• Objective: Express the material below, from the line that contains "of the green" through the line that contains "101L230 86L235 77L236", inclusive, as a JSON list of strings with one string per line, skipping any blank lines.
________________________________________
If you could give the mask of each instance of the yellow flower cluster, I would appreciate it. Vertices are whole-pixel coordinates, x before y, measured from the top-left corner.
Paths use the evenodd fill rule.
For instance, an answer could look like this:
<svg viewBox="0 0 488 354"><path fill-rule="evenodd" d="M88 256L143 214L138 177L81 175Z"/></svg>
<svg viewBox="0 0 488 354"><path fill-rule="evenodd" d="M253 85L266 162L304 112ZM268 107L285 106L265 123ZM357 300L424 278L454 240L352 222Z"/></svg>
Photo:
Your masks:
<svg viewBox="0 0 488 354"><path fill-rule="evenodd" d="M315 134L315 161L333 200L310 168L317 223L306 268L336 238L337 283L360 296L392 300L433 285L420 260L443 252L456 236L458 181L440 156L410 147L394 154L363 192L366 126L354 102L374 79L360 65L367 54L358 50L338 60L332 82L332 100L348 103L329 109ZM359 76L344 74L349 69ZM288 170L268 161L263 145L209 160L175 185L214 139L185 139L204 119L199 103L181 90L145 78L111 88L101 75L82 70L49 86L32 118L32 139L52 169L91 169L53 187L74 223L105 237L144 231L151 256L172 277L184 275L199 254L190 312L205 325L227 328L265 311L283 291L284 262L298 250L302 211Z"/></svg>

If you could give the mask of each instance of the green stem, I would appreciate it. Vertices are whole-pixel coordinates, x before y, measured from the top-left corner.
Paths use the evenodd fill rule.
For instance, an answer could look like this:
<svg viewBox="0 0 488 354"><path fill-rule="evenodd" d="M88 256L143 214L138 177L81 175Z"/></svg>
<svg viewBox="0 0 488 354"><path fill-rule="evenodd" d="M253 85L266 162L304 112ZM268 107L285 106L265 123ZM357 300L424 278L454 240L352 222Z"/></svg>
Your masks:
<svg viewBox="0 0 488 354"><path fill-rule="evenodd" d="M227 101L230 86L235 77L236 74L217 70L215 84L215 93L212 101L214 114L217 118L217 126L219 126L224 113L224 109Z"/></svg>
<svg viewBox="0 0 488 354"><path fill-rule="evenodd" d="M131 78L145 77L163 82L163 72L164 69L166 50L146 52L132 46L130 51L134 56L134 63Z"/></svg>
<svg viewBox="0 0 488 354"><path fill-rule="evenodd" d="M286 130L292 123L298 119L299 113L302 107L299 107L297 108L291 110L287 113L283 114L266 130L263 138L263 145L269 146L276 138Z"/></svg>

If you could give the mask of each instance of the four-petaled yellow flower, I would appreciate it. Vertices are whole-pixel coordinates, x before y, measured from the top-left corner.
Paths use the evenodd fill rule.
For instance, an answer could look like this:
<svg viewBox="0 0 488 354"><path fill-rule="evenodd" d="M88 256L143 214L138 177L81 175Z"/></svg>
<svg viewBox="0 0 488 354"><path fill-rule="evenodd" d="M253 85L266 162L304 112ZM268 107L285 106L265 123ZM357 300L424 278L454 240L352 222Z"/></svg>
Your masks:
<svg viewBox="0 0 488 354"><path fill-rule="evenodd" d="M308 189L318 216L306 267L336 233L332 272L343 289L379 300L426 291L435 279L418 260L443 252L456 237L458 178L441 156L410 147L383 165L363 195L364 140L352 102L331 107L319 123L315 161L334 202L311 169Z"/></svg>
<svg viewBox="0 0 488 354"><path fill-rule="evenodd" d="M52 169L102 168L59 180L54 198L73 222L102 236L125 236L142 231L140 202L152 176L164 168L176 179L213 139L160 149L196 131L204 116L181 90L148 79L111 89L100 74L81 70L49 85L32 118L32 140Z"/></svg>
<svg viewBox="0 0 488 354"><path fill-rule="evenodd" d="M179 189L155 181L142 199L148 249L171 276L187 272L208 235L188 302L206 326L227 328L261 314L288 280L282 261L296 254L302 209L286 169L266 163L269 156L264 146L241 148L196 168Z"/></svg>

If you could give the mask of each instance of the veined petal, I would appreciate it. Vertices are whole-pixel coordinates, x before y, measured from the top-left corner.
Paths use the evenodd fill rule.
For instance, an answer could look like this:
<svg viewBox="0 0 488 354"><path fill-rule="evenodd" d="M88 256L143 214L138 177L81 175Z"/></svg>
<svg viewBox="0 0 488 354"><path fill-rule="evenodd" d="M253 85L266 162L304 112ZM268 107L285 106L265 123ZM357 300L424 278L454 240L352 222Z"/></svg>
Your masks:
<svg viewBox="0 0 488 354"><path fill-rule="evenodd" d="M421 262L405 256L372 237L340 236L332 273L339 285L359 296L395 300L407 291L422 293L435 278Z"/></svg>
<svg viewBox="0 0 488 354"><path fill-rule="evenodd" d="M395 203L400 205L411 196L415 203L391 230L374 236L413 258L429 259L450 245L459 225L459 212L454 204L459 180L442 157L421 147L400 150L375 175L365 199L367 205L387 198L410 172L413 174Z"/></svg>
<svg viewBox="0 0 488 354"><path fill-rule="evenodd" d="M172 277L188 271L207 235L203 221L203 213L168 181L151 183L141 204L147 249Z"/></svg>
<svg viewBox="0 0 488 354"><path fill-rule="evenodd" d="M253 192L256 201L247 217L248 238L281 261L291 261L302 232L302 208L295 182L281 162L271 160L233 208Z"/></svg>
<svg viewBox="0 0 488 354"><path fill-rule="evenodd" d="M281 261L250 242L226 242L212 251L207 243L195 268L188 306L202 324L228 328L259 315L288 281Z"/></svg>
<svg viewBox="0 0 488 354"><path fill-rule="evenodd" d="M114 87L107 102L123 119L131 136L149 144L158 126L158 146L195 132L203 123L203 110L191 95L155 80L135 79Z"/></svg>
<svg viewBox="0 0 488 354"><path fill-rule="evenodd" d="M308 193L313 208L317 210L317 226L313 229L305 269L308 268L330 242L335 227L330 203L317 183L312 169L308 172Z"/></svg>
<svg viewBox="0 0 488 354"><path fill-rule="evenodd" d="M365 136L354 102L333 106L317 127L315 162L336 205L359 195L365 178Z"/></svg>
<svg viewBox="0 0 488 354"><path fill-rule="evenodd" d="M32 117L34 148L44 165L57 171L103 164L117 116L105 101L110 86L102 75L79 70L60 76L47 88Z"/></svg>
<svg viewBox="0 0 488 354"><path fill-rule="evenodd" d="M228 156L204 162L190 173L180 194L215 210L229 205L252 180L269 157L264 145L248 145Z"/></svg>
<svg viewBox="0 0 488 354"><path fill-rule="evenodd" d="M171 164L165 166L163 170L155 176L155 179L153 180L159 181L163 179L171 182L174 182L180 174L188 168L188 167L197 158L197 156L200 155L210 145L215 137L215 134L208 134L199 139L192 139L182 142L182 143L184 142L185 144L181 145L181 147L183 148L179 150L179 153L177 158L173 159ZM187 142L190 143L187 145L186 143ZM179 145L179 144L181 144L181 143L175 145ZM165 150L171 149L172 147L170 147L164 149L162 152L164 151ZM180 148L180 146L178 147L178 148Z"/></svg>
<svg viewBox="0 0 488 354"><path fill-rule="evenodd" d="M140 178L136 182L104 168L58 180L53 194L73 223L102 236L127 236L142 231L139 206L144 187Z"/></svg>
________________________________________
• Expected answer:
[
  "If you could give the mask of each instance of the green stem, I would appreciate it. Vertices are whole-pixel coordinates, x before y, measured from the top-left corner.",
  "Paths use the evenodd fill rule.",
  "For instance, an answer could look like this:",
  "<svg viewBox=\"0 0 488 354\"><path fill-rule=\"evenodd\" d=\"M88 256L143 214L138 177L81 175Z\"/></svg>",
  "<svg viewBox=\"0 0 488 354\"><path fill-rule=\"evenodd\" d=\"M253 85L266 162L304 112ZM268 107L285 106L265 123ZM357 300L424 278L454 240L352 222Z\"/></svg>",
  "Your masks:",
  "<svg viewBox=\"0 0 488 354\"><path fill-rule=\"evenodd\" d=\"M227 101L230 86L235 77L236 74L217 70L215 84L215 93L212 101L214 114L217 118L217 126L219 126L224 113L224 109Z\"/></svg>"
]